### Trecho do documento

Todavia, é na dimensão simbólica e temporal da linguagem onde se dá a emergência do sujeito constituído pelo que escapa à autodefinição consciente da identidade pessoal. O sujeito não é o que o indivíduo afirma ser, mas o que sobra do corte realizado pelos signos. Na conversação, prática relacional, ele emerge como algo impreciso que se delineia, progressivamente, com o tempo e pelo reconhecimento do outro.
Ao desdobrar-se na temporalidade, a conversação é capaz de alterar a percepção tempo-espacial dos indivíduos, pois cada sujeito constituído neste processo é um ponto de vista descentrado. O processo de subjetivação se faria de uma dialética circularidade entre o estranhamento e o retorno a si, a partir do outro que pode ser tanto o Outro de si mesmo, quanto o outro indivíduo, uma vez que ambos são pontos transcendentes que se oferecem à reflexão e auto-observação, e que um outro indivíduo é sempre o Outro de si mesmo.
Evidentemente, as mídias digitais não atendem às exigências de mediação de uma “esfera pública”, e sim aos interesses de capitalização. Mas podem, entretanto, viabilizar o descentramento próprio do diálogo, quando o indivíduo se descola de sua conformação identitária para a comunicação com o outro por meio de estruturas simbólicas que estão além deles, num plano conceitual que ultrapassa as consciências. Se a fragmentação é um dos efeitos da primazia pós-moderna do espaço sobre o tempo, o descentramento subjetivo inverteria os termos, subordinando o espaço à temporalidade.
O tempo a que o descentramento corresponde, no entanto, não é o puramente cronológico, mas o “tempo lógico” capaz de distinguir os momentos da observação, da interpretação e da síntese; aquele que se inicia nas impressões, depois compreende e, por fim, conclui. Embora o ponto de partida do diálogo sejam as representações individuais e sensíveis, as imagens, sensações e impressões, o sujeito se situa entre a localização histórica e a estrutura simbólica que a transcende, o que permitiria afirmar que, a rigor, todo sujeito é descentrado.
Na vida cotidiana mediada pelas tecnologias digitais, a manifestação mais evidente da ausência de descentramento é a compulsão classificatória e a incapacidade de dissociar o conceito da imagem acústica. Quando o significante se cola ao significado, impõe-se o narcisismo do imaginário, a dificuldade de perceber o interlocutor e seu conteúdo linguístico como alteridades, e não meros reflexos ou extensões de si. Este é o período histórico em que a crítica da modernidade se combina ao antiuniversalismo político e ao anti-humanismo filosófico, e em que as grandes narrativas são substituídas por diversas pequenas narrativas que falam do passado e do presente, mas não se dedicam ao futuro.

######
### Dados do exercício

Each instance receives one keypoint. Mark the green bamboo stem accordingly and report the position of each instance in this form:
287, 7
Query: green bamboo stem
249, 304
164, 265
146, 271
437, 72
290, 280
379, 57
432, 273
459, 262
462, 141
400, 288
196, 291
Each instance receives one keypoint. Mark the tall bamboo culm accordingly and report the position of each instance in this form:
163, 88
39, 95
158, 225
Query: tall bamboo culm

######
### Dados do exercício

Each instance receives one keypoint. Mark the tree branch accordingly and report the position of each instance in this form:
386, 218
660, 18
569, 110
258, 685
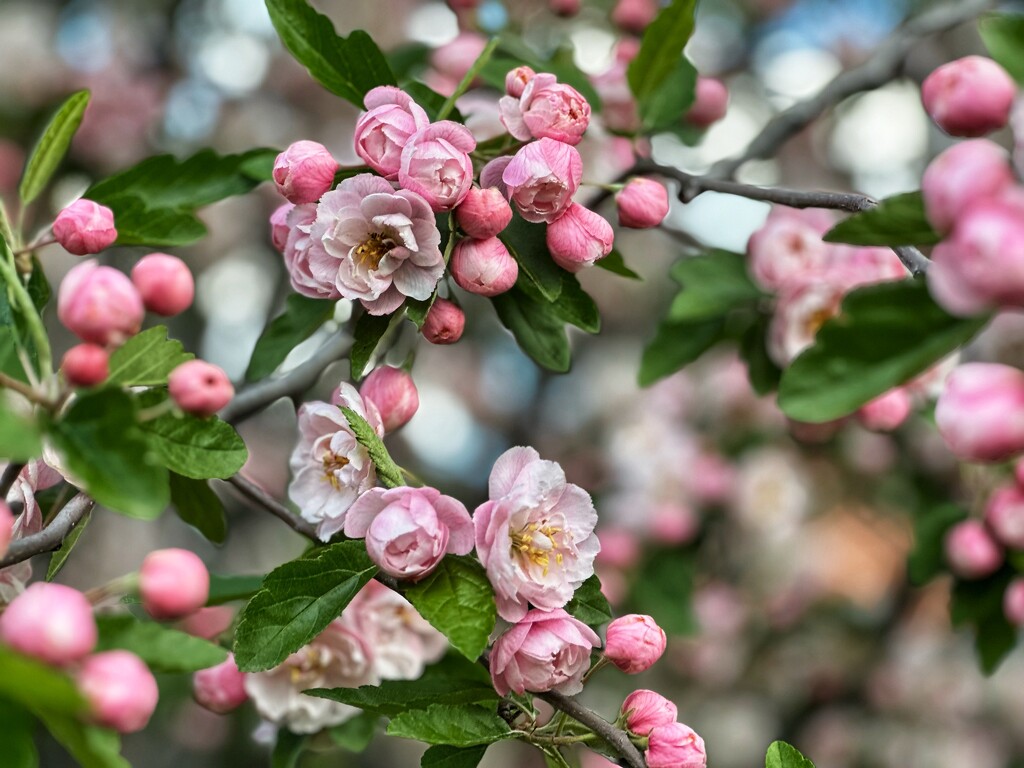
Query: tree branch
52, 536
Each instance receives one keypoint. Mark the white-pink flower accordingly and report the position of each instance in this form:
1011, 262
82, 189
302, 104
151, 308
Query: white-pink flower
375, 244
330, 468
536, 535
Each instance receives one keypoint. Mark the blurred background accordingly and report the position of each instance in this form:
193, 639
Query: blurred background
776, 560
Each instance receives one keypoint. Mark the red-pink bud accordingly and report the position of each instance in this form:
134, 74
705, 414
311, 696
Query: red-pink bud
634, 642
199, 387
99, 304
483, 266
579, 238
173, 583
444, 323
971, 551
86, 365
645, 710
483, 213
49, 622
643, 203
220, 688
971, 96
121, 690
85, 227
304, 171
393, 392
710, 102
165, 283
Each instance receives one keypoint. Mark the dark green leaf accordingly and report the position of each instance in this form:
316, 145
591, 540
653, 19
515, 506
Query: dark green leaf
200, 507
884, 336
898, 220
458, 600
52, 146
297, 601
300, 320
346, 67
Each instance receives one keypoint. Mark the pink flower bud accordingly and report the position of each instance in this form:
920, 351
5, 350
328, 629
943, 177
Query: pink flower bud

######

Tarefas pedidas:
**a)** Organize numa tabela Markdown com as colunas Nº e Conteúdo as linhas que vão da que contém "Each instance receives one keypoint. Mark the green" até a que contém "Query: tall bamboo culm", inclusive, numerando cada uma. Deixe de fora as linhas em branco.
**b)** Continue o texto sobre o descentramento do sujeito a partir do ponto em que ele termina.
O texto sobre o descentramento do sujeito e as linhas são materiais separados, sem ligação entre si.

Respostas por tarefa:
**a)**
| Nº | Conteúdo |
|---|---|
| 1 | Each instance receives one keypoint. Mark the green bamboo stem accordingly and report the position of each instance in this form: |
| 2 | 287, 7 |
| 3 | Query: green bamboo stem |
| 4 | 249, 304 |
| 5 | 164, 265 |
| 6 | 146, 271 |
| 7 | 437, 72 |
| 8 | 290, 280 |
| 9 | 379, 57 |
| 10 | 432, 273 |
| 11 | 459, 262 |
| 12 | 462, 141 |
| 13 | 400, 288 |
| 14 | 196, 291 |
| 15 | Each instance receives one keypoint. Mark the tall bamboo culm accordingly and report the position of each instance in this form: |
| 16 | 163, 88 |
| 17 | 39, 95 |
| 18 | 158, 225 |
| 19 | Query: tall bamboo culm |

**b)**
Em momentos de crise econômica, política e social, predomina o espaço sobre o tempo, o imaginário sobre o simbólico, os significantes sobre os significados, o descentramento dá lugar à fragmentação e o sujeito ao indivíduo. Diluem-se as demarcações entre o público e o privado, as religiosidades se fortalecem, a cultura autoritária dissolve os valores democráticos, a identidade do grupo se torna mais viva que a noção de cidadania e os direitos e deveres se esvaem em favor dos afetos.
Uma análise do conteúdo publicado nas diversas mídias, sobretudo das conversas espontâneas nas redes digitais, não poderia prescindir destes pressupostos teórico-metodológicos. A interpretação literal dos textos prejudica a apreensão dos interlocutores e a compreensão de seus contextos culturais e políticos, pois supervaloriza a dimensão imaginária contida nos argumentos e nas emoções que eles suscitam.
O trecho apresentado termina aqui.